Could you recast every one of the entries below as a two-column CSV with the headers "instruction" and "points", one row per request, putting the request's text in the first field and its answer in the second, each field in double quotes with any line breaks replaced by spaces?

^^^^

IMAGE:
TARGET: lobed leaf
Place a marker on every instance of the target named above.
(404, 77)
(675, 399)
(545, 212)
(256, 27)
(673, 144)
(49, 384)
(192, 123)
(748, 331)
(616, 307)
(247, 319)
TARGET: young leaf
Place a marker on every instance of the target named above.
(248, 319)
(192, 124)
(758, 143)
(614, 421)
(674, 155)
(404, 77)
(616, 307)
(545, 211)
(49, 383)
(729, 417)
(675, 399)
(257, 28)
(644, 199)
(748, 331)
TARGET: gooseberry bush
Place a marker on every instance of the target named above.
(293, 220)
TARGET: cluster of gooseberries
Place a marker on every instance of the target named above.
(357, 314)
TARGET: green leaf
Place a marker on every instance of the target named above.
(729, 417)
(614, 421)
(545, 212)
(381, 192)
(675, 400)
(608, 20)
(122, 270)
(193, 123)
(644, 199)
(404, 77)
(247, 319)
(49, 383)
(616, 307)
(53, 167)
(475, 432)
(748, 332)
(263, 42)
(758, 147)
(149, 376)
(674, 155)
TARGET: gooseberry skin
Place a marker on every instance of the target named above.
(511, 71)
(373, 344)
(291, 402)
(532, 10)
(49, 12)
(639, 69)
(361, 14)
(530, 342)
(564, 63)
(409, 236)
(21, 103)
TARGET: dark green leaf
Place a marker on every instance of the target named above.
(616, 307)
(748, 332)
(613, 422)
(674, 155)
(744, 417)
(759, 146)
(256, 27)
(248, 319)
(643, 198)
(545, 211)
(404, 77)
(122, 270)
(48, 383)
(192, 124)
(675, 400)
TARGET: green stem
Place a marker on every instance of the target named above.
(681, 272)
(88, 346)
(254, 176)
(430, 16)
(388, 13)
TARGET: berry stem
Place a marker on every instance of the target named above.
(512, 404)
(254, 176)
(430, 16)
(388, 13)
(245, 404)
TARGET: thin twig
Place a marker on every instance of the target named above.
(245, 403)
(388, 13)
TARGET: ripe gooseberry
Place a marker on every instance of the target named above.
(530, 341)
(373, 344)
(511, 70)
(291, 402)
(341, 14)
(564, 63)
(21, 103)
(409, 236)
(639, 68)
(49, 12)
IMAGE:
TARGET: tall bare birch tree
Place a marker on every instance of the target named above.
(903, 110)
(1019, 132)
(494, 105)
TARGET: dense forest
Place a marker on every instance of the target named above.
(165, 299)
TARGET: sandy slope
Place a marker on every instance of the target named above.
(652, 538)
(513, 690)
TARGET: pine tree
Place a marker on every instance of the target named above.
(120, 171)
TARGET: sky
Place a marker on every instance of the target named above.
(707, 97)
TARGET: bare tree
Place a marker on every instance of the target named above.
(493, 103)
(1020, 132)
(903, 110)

^^^^

| RESPONSE BELOW |
instruction,points
"IMAGE: TARGET: lobed leaf Place a marker on every instance of the target named above.","(404, 77) (675, 399) (545, 212) (256, 27) (673, 144) (49, 384) (192, 123) (748, 331) (616, 307) (247, 319)"
"TARGET: young leaf Place a marker on every instance of the target named above.","(248, 319) (192, 124) (758, 143) (614, 421) (674, 155) (404, 77) (616, 307) (545, 211) (49, 383) (729, 417) (675, 399) (257, 28) (644, 199) (748, 331)"
"TARGET: gooseberry bush Place a marker on every instance of the target named above.","(293, 220)"
"TARGET: cluster of gooseberries Place a marker on every instance of the target named above.","(357, 314)"
"TARGET: green leaf Place a marker on every instance of the target named above.","(729, 417) (614, 421) (545, 212) (381, 192) (675, 400) (608, 20) (122, 270) (193, 123) (644, 199) (404, 77) (247, 319) (49, 383) (616, 307) (53, 167) (475, 432) (748, 332) (263, 42) (758, 147) (149, 376) (674, 155)"
"TARGET: gooseberry skin Place a marker on every instance of the target named above.","(511, 71) (373, 344) (291, 402) (532, 10) (49, 12) (639, 69) (361, 14) (530, 342) (564, 63) (409, 236) (21, 103)"
"TARGET: dark green leaf Place a marker on every instance of the target named above.","(616, 307) (748, 332) (613, 422) (674, 155) (744, 417) (759, 146) (256, 27) (248, 319) (643, 198) (545, 211) (404, 77) (122, 270) (48, 383) (192, 124) (675, 400)"
"TARGET: green stem Place a marker on every instance of the target named above.","(681, 272) (88, 346) (254, 176) (430, 16) (388, 13)"
"TARGET: berry stem Place a marker on every instance of the target named above.","(512, 404) (254, 176) (430, 16) (388, 13) (245, 404)"
"TARGET: thin twig Place a marker on every instance of the target named above.","(245, 403) (388, 13)"
"TARGET: ripe gooseberry Place a marker on every instance of the target named above.","(530, 341) (373, 344) (511, 70) (291, 402) (341, 14) (564, 63) (21, 103) (409, 236) (639, 68) (49, 12)"
"IMAGE: TARGET: tall bare birch tree Place a marker on every instance of the target named above.","(903, 110) (1019, 132) (494, 105)"
"TARGET: dense forest Place a marker on every instance of the target named above.","(165, 299)"
"TARGET: sandy slope Place a marker on every instance of the target named above.","(652, 538) (513, 690)"
"TARGET: pine tree Place a marker on every instance of the target named above.","(120, 171)"
"TARGET: sky Place a marker on every instance of the target named above.","(707, 97)"
"TARGET: bare tree Place a marker on every instance of the target named above.","(493, 103) (1020, 132) (903, 110)"